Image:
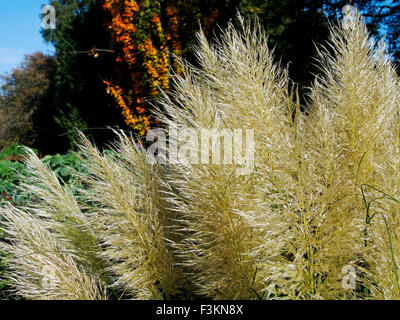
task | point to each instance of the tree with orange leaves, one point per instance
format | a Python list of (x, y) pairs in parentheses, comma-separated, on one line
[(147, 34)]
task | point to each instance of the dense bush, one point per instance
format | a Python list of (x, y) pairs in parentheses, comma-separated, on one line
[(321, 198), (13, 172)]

...

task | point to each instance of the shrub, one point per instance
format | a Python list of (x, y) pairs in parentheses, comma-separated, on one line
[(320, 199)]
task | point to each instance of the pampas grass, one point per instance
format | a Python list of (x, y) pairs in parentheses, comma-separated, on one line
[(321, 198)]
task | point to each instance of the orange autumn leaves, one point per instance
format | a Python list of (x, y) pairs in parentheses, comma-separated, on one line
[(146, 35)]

---

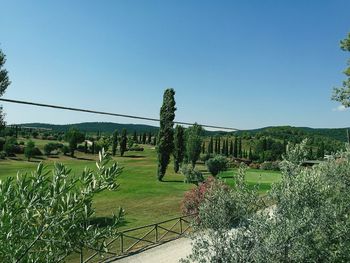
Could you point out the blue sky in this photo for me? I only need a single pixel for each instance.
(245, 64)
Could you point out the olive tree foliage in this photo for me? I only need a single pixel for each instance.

Task requirements:
Copy word for word the lines of the data that open with the line containing "task | point to each instance of the orange" and close with the line containing "[(146, 35)]", including both of those lines.

Exercise result:
task | point to each instance of the orange autumn leaves, one point per instance
format | a Python list of (x, y) pairs in parentheses, comma-separated, on one line
[(146, 35)]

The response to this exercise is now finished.